:: Source extract

Also on the bill are latecomers Flesh
D-Vice from Wellington, one of New Zealand's oldest punk bands
who missed out being on the poster but confirmed that they would
play at the Punk Fest as they didn't want to miss out on being part
of this truly memorable
occasion.
This
turned out to be a wild night of blazing punk rock energy and a good
chance for all punks, past and present, to catch up with old
friends. It was decided
to use this date as a focal point for a reunion of the old 1980's
crowd and anyone else who ever had an interest or involvement in the
punk underground over the last 25 years.
Five of the bands have members who were playing in various
groups during the 1980's and they will be playing songs or sets that
reflect this. All this
is backed up by a punk DJ who played
all your favourite New Zealand and overseas songs from the era.
Neil
Roberts, for those who don't know or are too young to remember, is
the anarchist punk rocker who attempted to blow up the Wanganui
Computer Centre and lost his life in doing so on 18 November, 1982.

::::
:: Provided records

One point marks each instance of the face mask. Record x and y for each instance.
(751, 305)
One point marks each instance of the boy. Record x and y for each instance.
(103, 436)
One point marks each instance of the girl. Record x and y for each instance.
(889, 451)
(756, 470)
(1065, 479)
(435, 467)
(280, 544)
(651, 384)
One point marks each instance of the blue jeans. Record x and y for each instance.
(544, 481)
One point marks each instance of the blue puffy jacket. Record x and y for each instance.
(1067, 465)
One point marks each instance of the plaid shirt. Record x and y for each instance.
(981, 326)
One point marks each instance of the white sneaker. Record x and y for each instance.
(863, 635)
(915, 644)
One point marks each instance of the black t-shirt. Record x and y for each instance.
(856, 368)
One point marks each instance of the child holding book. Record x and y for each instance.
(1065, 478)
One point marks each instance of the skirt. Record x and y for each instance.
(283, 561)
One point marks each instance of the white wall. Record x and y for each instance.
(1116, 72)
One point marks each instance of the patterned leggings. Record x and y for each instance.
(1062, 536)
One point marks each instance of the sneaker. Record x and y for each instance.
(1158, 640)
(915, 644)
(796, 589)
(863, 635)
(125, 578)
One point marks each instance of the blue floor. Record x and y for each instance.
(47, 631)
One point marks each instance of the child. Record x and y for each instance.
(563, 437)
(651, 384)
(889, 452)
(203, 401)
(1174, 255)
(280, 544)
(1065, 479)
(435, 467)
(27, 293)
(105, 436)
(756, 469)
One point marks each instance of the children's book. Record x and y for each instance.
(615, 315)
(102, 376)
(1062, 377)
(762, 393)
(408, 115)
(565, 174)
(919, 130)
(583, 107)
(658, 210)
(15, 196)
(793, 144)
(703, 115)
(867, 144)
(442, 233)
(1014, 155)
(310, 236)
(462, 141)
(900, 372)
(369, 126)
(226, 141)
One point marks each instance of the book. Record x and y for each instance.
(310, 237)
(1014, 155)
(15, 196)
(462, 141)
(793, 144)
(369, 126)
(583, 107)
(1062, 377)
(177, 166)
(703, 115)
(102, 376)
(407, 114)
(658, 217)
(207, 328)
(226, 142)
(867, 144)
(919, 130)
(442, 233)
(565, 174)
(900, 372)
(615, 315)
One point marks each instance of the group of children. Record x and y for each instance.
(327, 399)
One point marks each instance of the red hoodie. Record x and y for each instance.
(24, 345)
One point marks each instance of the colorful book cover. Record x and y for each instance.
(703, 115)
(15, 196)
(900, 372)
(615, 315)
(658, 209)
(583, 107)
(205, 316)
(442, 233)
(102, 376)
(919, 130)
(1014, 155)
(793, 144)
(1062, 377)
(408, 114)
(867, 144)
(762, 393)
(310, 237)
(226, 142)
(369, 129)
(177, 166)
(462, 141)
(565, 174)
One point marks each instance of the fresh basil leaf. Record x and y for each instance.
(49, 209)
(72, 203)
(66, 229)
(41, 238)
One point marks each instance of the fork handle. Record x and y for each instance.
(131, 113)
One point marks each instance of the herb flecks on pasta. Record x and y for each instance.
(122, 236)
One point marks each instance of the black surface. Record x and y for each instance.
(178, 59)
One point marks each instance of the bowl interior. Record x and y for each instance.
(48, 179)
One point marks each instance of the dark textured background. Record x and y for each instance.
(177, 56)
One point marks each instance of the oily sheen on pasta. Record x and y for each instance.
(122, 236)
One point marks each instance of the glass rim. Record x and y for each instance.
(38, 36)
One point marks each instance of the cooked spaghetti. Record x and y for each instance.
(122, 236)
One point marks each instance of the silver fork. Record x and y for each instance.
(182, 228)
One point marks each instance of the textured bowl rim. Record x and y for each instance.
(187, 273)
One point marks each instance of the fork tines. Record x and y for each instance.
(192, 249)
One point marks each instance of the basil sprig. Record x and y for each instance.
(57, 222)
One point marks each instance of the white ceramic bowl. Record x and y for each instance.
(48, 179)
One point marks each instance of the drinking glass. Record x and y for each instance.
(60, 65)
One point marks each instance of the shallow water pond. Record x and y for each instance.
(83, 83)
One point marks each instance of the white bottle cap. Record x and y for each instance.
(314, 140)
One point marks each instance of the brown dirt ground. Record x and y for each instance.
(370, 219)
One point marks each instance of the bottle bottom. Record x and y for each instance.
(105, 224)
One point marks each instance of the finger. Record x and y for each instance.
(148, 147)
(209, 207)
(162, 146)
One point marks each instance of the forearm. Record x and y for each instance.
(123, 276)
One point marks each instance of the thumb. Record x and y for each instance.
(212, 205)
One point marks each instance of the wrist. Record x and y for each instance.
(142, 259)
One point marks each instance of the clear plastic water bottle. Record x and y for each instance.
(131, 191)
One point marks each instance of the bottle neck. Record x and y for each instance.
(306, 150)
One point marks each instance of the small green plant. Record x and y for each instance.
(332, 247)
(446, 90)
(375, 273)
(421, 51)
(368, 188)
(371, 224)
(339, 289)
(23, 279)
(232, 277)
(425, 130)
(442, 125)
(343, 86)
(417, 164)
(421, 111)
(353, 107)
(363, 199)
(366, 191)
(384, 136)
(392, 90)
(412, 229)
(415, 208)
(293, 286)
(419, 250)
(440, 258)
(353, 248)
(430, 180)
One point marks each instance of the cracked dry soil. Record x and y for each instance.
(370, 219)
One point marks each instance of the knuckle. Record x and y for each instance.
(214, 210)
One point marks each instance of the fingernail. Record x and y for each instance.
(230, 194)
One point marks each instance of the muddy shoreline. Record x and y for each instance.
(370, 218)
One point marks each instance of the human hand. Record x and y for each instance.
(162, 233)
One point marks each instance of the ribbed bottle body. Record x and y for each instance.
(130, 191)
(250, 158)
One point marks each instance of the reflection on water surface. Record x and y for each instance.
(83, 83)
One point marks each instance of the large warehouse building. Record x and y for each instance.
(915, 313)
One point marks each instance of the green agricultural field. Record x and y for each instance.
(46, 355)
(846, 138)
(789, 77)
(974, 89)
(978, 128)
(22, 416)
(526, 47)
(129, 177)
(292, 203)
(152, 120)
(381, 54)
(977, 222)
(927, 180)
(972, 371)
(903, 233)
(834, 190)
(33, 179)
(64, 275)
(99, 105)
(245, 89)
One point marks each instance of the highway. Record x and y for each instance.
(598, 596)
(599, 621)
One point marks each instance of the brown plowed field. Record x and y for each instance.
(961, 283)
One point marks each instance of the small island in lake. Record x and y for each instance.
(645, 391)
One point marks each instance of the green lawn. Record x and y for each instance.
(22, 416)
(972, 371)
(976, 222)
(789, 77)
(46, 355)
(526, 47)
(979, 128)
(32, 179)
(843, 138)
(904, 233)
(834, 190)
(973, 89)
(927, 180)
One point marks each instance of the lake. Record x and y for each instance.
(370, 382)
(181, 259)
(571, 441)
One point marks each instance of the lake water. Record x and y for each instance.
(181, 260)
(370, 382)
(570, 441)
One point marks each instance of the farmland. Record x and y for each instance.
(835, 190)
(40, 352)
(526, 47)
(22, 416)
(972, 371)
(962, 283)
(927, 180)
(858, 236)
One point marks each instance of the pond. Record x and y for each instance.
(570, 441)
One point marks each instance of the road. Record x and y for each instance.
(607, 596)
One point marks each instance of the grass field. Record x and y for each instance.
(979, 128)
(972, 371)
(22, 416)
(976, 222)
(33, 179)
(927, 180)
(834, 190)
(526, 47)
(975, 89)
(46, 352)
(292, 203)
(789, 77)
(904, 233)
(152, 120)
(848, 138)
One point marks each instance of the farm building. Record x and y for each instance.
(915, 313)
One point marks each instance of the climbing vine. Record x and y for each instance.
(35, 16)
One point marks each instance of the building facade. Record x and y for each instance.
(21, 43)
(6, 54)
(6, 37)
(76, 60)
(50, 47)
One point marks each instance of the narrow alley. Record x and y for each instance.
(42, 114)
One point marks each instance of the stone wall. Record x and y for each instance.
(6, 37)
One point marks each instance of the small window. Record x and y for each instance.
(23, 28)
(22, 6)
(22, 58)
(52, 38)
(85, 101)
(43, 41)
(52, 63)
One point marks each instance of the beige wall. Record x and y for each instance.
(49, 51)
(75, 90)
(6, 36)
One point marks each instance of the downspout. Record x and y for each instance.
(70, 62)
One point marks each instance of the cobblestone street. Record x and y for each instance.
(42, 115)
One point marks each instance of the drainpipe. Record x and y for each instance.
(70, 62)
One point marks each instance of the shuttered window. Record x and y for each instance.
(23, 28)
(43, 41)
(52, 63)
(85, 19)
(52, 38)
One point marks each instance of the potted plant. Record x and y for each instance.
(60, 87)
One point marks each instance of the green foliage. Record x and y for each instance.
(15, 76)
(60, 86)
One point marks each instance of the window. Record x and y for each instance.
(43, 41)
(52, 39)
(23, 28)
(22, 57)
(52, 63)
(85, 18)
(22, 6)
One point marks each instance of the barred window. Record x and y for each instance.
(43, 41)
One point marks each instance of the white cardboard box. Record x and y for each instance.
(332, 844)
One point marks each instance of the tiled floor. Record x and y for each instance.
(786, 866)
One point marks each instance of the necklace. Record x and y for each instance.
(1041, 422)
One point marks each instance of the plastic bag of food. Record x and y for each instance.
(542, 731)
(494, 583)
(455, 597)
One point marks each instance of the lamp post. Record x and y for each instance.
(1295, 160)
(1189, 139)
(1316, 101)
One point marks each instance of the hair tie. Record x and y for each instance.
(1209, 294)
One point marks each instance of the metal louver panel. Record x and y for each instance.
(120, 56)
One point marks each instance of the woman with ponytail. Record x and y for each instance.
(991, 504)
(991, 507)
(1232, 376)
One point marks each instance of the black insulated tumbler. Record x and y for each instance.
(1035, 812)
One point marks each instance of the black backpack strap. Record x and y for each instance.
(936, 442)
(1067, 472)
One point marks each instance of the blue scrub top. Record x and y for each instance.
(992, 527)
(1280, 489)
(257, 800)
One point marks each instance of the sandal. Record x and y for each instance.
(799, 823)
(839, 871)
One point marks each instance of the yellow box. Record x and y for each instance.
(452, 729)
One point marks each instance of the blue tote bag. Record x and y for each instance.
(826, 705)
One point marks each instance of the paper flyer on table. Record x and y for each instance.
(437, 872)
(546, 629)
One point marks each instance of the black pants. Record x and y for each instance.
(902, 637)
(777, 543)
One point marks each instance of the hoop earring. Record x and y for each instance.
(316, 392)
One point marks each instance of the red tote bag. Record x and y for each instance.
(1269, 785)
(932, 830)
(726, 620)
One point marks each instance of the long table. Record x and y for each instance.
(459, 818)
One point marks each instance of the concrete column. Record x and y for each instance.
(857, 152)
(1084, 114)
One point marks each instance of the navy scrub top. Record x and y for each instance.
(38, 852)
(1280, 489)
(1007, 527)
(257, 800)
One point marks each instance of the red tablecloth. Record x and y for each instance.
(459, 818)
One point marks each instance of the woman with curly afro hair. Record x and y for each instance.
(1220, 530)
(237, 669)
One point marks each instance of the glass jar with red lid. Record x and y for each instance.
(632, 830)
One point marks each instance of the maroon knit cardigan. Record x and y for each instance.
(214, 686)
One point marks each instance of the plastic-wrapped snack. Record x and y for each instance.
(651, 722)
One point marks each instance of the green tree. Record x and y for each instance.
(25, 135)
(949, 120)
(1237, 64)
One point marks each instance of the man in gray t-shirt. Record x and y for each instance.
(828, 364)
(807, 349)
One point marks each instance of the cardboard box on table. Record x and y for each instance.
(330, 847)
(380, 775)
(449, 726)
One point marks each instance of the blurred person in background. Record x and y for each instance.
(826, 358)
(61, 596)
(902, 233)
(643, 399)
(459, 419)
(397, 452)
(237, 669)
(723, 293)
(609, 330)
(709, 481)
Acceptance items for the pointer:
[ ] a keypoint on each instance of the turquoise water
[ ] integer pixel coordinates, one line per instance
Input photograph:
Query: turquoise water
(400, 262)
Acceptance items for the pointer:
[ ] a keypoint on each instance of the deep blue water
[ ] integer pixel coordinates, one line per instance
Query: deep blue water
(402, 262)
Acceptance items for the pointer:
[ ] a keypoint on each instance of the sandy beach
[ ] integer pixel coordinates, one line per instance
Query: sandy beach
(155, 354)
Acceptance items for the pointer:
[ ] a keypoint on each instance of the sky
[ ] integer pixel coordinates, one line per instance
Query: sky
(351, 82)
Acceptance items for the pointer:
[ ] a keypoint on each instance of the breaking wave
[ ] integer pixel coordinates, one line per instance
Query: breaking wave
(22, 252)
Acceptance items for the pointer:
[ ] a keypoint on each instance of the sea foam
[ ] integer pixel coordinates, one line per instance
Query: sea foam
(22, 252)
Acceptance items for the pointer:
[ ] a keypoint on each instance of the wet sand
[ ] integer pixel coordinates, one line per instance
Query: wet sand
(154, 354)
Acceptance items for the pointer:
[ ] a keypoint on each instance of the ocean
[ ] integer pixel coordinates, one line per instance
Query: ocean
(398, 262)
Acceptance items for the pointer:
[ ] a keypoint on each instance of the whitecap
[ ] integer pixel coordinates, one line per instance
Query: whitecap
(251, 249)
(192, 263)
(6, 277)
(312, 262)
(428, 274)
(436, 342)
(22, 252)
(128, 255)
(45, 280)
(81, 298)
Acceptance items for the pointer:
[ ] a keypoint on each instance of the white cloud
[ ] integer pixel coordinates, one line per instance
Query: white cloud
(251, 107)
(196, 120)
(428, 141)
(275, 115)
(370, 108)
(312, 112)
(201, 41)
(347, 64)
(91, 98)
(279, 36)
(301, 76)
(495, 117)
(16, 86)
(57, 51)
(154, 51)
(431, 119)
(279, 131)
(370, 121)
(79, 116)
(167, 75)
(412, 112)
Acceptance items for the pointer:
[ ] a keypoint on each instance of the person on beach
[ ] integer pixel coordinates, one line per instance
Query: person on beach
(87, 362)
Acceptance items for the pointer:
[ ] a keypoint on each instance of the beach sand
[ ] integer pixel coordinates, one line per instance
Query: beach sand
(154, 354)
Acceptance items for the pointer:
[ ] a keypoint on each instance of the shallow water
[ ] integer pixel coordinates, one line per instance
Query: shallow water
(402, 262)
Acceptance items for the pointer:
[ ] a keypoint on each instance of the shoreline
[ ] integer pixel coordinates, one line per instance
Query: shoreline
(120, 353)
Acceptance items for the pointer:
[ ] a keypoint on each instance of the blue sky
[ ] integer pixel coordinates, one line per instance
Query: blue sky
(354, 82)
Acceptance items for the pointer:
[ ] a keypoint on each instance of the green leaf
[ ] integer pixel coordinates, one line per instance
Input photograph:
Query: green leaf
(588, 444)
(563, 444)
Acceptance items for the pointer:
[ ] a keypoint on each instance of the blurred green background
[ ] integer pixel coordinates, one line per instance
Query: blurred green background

::::

What is asked:
A – In the Punk Fest text, why did Flesh D-Vice confirm they would play even though they had missed out on being on the poster?
B – Answer these questions from the Punk Fest text:
(i) What city is Flesh D-Vice from?
(ii) How many of the bands have members who were playing in groups during the 1980's?
(iii) On what date did Neil Roberts lose his life?
C – Quote the part of the Punk Fest text that begins with the words containing "Five of the" and ends with "from the era.".

Results for each task:
A – They didn't want to miss out on being part of what the text calls "this truly memorable occasion."

B –
(i) Wellington
(ii) Five
(iii) 18 November, 1982

C –
Five of the bands have members who were playing in various
groups during the 1980's and they will be playing songs or sets that
reflect this. All this
is backed up by a punk DJ who played
all your favourite New Zealand and overseas songs from the era.